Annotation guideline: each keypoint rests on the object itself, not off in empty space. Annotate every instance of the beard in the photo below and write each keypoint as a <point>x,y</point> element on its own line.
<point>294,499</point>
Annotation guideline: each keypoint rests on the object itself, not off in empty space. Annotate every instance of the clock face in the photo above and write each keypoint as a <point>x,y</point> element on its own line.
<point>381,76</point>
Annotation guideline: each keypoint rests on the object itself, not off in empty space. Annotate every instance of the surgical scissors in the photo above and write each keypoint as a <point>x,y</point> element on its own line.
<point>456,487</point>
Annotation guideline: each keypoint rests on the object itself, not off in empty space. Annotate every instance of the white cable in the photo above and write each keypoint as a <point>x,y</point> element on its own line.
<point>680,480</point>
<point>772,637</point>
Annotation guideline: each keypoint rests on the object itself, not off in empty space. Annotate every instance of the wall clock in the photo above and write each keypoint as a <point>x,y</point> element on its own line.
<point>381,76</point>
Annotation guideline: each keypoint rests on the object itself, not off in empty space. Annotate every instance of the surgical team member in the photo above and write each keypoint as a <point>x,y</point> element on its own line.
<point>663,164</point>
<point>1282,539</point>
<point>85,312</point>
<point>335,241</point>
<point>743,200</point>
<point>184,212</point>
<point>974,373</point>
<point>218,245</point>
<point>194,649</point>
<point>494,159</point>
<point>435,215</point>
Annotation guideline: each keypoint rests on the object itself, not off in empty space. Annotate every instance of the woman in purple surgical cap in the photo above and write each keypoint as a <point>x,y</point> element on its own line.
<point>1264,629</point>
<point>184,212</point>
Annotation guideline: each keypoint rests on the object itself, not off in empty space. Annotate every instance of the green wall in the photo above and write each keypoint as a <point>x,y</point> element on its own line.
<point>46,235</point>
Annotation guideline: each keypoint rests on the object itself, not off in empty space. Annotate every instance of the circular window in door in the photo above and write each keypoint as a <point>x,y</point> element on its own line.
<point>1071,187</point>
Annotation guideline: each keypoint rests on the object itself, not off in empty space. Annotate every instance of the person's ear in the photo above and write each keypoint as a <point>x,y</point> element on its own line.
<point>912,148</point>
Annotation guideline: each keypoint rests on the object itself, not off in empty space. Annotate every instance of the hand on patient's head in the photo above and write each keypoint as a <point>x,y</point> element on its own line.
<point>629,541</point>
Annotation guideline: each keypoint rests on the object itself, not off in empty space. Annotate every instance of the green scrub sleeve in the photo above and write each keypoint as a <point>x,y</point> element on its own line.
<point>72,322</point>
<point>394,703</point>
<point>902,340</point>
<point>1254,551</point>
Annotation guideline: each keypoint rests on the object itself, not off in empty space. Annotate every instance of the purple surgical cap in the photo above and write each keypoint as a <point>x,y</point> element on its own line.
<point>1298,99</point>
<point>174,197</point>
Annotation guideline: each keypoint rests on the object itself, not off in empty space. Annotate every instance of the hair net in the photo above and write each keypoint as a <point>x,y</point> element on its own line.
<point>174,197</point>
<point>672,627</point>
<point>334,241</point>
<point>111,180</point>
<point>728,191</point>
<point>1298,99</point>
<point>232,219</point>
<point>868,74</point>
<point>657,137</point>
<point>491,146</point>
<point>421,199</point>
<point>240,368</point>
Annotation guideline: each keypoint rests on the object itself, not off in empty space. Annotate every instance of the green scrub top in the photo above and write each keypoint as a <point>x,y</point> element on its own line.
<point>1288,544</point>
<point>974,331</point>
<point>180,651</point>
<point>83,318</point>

- _What you have to do_
Copy the listing above from its first line down to the line containing "<point>772,637</point>", both ends included, with the requests kept word for word. Shift every answer point by adding 48 to both of its coordinates.

- _Output below_
Annotation guideline: each keypoint rests on the object itself, not off in empty space. Annotate every instance of the beard in the photo below and write each keypoint as a <point>x,y</point> element on its own line.
<point>342,547</point>
Annotation guideline: each keypoint rests on the object itself, not off in empty space. Annotate every instance of the clock face in the photo above and write each keypoint as a <point>x,y</point> element on its own line.
<point>429,124</point>
Annotation guideline: each keypoint rests on the object itself, not off in empty space. Annotate every instance of the surgical scissors in the photo above and write each keypoint as a <point>x,y</point> element on its own line.
<point>504,535</point>
Annotation guideline: each keypoint rests on the object itself, not off in empty space. Annotate every instance of the white cable in the photo above and write each keypoint as a <point>x,y</point> element on its own line.
<point>728,528</point>
<point>820,685</point>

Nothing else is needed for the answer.